Afin que les choses soient très claires, et mes propos non déformés par certains (à l’image des pratiques utilisées par les ultrapastoraux adversaires de l’ours), j’affirme une nouvelle fois que je me bats pour le retour de l’ours dans les Pyrénées, c’est-à-dire, j’ose le dire, le retour d’une population forte de plusieurs centaines d’individus sur les deux versants de la chaîne, y compris en piémont où l’ours sera plus chez lui que dans la haute chaîne. J’ajoute que j’attends le retour naturel des loups sur toutes les Pyrénées, que je suis favorable à des lâchers expérimentaux sur de grandes superficies de bisons d’Europe et de chevaux de Przewalski et/ou de Tarpans (comme dans les Alpes du Sud et ailleurs), que si le lynx a réellement disparu, je suis favorable à ce que les Pyrénéens (les personnes qui habitent les Pyrénées, quel que soit leur pedigree) réfléchissent à sa réintroduction en prenant le temps nécessaire, et que j’approuve enfin la réintroduction du bouquetin, freinée pour des raisons imbéciles depuis plus de 10 ans. J’affirme aussi que je me bats pour l’existence de vastes forêts non exploitées dans les Pyrénées, qui seront un refuge pour des espèces non médiatisées, tels que les insectes, les champignons, les lichens ou certains oiseaux, et une chance inouïe pour les hommes modernes que nous sommes. Pour reprendre la très belle formule de Bernard Boisson, les forêts sauvages viennent au secours de l’homme.
Je précise pour les mal comprenants que je ne suis pas favorable à la disparition des bergers (au contraire !), que je n’agis pas pour la disparition des hommes dans les montagnes (nous y habitons, nous sommes contents de trouver un boulanger qui livre le pain chaque matin, ceci n’étant qu’un simple exemple). Cependant je suis favorable à une redistribution de certaines activités, comme l’élevage. Car, au nom de quelle conception philosophique dangereuse, le pastoralisme devrait-il lutter contre tout ce qui le dérange, et contre certaines espèces qui peuplaient la montagne avant la colonisation humaine ?

_Consigne donnée_
Dites si chacune des affirmations suivantes concorde avec le texte sur le retour de l'ours dans les Pyrénées, en répondant par oui ou par non et en citant fidèlement les mots décisifs du texte. (a) Le texte réclame une population de plusieurs centaines d'ours sur les deux versants de la chaîne. (b) Le texte se prononce pour la disparition des bergers. (c) Le texte s'oppose à la réintroduction du bouquetin.

_Listing présenté_
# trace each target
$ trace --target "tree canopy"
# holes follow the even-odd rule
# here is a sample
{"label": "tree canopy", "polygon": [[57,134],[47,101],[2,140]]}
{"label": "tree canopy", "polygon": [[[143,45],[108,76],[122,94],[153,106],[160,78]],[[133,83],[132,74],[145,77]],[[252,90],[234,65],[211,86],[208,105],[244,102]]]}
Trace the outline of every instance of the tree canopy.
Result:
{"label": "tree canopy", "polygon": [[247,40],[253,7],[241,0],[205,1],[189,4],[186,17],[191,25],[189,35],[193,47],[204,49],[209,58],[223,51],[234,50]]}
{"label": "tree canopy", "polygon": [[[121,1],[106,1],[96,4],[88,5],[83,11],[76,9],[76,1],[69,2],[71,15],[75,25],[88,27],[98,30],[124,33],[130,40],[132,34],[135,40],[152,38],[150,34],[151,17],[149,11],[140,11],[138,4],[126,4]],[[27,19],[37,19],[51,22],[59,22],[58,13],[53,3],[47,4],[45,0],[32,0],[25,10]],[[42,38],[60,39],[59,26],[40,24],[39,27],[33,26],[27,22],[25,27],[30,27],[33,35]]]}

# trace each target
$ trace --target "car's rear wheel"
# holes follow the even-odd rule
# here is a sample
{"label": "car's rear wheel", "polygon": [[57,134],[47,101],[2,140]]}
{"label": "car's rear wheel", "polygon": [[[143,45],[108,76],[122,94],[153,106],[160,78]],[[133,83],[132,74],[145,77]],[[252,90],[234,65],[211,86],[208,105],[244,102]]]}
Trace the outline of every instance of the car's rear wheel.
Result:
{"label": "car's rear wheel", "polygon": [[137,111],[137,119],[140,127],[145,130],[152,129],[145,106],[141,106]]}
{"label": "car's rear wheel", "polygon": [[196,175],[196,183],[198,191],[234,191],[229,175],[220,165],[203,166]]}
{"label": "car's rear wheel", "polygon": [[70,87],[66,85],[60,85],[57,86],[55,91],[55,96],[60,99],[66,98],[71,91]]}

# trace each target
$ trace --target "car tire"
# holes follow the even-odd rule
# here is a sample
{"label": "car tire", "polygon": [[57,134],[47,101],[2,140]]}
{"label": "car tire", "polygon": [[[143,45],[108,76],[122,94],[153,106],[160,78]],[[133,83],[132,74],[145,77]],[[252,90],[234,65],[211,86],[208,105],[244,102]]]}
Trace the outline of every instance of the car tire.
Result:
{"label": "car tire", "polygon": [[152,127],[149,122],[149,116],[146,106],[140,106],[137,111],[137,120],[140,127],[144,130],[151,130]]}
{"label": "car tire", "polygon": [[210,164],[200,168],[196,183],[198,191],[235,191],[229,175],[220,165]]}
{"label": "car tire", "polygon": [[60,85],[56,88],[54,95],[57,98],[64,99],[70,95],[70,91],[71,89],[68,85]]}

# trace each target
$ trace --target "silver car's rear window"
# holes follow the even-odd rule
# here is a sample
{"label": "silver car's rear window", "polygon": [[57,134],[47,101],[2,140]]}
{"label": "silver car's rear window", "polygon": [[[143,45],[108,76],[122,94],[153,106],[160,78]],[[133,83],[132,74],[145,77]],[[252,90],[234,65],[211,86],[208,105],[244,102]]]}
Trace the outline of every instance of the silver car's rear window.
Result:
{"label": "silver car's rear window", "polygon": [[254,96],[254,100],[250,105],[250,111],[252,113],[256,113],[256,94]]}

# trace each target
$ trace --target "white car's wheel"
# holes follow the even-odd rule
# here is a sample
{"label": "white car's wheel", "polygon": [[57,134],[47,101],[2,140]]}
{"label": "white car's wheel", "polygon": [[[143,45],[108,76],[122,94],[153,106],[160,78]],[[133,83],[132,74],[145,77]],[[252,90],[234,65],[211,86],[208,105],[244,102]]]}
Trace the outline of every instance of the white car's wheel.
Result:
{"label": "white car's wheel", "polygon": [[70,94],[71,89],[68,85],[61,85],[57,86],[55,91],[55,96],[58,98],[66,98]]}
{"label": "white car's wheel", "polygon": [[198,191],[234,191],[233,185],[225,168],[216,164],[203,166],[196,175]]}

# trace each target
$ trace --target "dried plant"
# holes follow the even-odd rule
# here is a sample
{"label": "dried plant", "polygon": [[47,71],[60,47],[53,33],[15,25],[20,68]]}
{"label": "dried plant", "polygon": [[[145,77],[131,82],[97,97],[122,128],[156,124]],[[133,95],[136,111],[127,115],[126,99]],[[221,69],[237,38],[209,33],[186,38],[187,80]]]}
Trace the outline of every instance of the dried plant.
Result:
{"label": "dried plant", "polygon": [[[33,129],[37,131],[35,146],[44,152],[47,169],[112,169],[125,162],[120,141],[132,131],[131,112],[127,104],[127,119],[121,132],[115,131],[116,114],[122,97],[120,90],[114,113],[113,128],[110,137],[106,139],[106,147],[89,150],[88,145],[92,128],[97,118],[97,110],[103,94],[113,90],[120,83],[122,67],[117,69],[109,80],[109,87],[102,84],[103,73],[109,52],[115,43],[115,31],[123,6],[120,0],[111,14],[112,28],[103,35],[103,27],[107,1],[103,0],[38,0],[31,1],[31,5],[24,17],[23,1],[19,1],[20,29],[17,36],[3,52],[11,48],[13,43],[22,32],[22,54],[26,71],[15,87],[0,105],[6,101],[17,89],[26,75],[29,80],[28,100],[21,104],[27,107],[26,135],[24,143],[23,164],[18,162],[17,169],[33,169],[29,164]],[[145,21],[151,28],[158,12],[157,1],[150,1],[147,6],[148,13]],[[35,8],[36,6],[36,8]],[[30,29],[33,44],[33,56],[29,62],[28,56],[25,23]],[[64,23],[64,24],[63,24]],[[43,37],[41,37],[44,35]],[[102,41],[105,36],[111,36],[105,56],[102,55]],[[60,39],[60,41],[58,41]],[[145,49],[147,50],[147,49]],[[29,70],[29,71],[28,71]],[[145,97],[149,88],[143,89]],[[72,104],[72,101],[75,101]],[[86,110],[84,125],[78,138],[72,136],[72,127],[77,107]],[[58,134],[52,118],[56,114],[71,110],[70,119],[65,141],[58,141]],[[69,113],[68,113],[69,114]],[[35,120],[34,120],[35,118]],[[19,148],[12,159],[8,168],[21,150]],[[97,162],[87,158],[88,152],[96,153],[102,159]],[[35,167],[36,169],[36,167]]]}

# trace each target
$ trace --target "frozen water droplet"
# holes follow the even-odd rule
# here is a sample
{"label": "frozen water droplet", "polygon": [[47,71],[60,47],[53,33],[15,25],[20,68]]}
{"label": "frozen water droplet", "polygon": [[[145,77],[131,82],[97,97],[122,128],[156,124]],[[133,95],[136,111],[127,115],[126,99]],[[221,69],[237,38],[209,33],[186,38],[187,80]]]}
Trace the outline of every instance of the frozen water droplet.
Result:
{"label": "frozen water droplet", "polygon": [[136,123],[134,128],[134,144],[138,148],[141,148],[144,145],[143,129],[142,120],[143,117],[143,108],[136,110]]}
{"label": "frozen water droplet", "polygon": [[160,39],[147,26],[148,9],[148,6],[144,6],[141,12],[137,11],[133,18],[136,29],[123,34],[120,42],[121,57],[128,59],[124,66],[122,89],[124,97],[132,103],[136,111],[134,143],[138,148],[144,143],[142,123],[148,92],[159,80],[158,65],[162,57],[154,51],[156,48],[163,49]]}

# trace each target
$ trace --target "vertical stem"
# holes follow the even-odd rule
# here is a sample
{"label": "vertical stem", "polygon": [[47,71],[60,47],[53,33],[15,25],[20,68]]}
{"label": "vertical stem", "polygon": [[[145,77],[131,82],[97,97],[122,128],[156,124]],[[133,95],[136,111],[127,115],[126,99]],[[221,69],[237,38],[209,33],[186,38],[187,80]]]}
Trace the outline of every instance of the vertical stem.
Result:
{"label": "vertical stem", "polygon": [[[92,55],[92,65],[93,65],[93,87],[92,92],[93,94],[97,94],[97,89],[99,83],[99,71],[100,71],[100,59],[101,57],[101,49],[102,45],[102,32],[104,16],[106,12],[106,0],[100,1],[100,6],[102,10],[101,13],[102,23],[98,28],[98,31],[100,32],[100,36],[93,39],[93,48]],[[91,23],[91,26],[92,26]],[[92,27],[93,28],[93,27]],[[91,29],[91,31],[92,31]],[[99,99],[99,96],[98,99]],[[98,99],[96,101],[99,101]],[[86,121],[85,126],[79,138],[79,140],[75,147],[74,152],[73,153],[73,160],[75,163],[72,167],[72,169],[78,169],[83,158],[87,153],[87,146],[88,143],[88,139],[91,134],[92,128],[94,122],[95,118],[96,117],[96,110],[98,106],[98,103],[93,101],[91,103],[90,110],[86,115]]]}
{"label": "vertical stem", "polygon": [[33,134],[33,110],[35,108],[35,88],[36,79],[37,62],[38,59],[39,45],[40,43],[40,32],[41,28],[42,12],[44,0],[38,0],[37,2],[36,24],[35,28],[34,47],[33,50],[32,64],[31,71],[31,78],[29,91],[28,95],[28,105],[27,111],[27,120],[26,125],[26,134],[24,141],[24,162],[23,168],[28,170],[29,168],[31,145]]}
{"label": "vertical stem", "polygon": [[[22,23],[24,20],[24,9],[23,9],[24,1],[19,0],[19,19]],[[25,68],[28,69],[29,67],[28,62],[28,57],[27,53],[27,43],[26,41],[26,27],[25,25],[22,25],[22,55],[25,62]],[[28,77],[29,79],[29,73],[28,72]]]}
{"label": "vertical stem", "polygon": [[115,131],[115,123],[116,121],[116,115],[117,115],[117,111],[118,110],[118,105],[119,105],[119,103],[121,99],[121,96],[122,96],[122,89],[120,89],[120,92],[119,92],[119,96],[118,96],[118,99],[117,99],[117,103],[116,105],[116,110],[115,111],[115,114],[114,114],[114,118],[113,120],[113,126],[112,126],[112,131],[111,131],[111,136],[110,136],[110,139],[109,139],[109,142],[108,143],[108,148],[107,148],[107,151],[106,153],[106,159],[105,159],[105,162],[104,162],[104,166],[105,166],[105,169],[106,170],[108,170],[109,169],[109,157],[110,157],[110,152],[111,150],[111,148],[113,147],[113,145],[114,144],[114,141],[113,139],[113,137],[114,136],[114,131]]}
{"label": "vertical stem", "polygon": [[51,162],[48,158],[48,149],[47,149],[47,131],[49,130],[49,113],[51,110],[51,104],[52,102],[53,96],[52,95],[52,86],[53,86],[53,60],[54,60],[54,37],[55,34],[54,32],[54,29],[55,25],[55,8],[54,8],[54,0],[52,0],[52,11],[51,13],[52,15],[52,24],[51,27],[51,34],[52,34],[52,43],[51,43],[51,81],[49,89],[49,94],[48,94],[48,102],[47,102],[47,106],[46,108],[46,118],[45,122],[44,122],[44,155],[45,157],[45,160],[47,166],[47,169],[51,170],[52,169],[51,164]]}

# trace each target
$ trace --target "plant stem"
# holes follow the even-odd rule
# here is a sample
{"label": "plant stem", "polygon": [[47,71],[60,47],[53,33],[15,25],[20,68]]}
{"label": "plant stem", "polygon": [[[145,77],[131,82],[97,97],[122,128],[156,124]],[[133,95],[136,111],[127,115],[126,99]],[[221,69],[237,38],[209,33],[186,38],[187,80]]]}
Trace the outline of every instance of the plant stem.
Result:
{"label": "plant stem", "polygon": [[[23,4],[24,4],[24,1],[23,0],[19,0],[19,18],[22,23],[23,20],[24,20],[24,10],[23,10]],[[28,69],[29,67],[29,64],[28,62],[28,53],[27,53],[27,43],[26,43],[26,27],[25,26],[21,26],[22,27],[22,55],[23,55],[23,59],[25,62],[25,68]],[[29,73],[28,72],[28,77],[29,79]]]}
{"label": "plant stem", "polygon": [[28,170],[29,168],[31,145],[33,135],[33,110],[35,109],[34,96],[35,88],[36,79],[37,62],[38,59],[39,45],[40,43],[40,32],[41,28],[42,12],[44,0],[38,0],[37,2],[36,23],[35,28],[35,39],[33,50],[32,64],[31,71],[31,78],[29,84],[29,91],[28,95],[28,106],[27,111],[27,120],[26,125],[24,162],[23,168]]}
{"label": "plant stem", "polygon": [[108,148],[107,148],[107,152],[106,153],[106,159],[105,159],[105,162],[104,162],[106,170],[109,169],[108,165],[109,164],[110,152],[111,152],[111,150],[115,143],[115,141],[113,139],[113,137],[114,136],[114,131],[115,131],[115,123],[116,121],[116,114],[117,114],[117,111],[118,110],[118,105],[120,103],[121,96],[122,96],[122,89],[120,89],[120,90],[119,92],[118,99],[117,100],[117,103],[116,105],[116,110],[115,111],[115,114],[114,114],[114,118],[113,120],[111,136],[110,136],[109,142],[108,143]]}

_La réponse_
(a) Oui : « le retour d’une population forte de plusieurs centaines d’individus sur les deux versants de la chaîne ».
(b) Non : « je ne suis pas favorable à la disparition des bergers ».
(c) Non : « j’approuve enfin la réintroduction du bouquetin ».